▸ **SELECTED TEXT**

The International Monetary Fund (IMF) has strongly supported a call by the African Development Bank Group urging countries in Africa to stop borrowing loans backed by their natural resources.
The IMF Managing Director, Kristalina Georgieva, met Thursday, October 5, 2023, with the President of the African Development Bank Group, Dr Akinwumi Adesina, in Abidjan, Cote D’Ivoire. It is the first time an IMF head has visited the Bank headquarters since its establishment in 1964.
Welcoming Madama Georgieva, Dr. Adesina said, “The natural resource-backed loans are non-transparent, expensive and make debt resolution difficult.” He warned that if the trend continues, “it will be a disaster for Africa.”
Madam Georgieva said the Fund’s senior management team will “carry out a thorough assessment. We will come with a strong voice to tell countries not to create avenues for predatory and enslaving loans.”
She said the issue would also be discussed at the Global Sovereign Debt Roundtable comprised of bilateral creditors, private creditors and borrowing countries. The roundtable is co-chaired by the IMF, World Bank and the presidency of the G20. The African Union joined the G20 in September as a permanent member.

▸ **EXTRACTED DATA**
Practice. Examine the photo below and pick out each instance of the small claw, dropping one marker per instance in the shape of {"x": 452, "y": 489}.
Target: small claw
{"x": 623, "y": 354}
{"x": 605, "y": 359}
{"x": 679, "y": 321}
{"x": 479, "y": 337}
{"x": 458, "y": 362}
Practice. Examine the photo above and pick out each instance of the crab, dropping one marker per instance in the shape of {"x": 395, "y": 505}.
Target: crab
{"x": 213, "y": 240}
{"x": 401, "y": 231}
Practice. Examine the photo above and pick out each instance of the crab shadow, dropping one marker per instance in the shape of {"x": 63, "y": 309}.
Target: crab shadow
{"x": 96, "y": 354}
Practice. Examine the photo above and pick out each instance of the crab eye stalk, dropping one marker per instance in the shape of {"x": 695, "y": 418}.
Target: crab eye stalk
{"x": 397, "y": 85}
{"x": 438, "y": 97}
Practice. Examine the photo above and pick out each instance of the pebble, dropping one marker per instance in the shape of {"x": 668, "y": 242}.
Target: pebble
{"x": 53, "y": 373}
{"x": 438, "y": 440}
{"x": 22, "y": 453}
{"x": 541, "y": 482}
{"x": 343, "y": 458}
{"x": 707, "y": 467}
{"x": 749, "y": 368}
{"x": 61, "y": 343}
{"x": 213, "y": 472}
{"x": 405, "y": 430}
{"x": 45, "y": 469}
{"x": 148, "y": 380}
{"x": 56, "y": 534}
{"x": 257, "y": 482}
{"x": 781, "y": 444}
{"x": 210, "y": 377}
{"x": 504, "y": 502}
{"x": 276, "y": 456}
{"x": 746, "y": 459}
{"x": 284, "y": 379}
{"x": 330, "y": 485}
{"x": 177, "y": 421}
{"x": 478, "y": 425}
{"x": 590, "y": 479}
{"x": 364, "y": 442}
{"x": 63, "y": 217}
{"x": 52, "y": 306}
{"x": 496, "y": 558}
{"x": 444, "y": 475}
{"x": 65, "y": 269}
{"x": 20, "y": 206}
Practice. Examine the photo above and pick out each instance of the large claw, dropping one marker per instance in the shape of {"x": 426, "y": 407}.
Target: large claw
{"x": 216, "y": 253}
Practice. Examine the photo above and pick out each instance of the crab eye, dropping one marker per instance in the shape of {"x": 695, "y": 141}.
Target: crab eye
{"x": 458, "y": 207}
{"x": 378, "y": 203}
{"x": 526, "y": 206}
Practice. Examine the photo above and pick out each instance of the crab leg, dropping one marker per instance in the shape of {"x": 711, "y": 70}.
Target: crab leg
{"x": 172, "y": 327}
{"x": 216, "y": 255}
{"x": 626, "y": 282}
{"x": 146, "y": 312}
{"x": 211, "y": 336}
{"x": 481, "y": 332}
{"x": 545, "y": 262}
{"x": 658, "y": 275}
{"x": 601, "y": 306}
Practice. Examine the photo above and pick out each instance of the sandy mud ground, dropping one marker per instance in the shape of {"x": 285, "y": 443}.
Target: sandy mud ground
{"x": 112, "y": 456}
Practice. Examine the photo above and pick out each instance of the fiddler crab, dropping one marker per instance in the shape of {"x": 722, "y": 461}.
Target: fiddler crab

▸ **WHAT IS BEING ASKED**
Can you write out the article on resource-backed loans again in full, word for word? Work only from the article on resource-backed loans.

▸ **PROBLEM SOLUTION**
The International Monetary Fund (IMF) has strongly supported a call by the African Development Bank Group urging countries in Africa to stop borrowing loans backed by their natural resources.
The IMF Managing Director, Kristalina Georgieva, met Thursday, October 5, 2023, with the President of the African Development Bank Group, Dr Akinwumi Adesina, in Abidjan, Cote D’Ivoire. It is the first time an IMF head has visited the Bank headquarters since its establishment in 1964.
Welcoming Madama Georgieva, Dr. Adesina said, “The natural resource-backed loans are non-transparent, expensive and make debt resolution difficult.” He warned that if the trend continues, “it will be a disaster for Africa.”
Madam Georgieva said the Fund’s senior management team will “carry out a thorough assessment. We will come with a strong voice to tell countries not to create avenues for predatory and enslaving loans.”
She said the issue would also be discussed at the Global Sovereign Debt Roundtable comprised of bilateral creditors, private creditors and borrowing countries. The roundtable is co-chaired by the IMF, World Bank and the presidency of the G20. The African Union joined the G20 in September as a permanent member.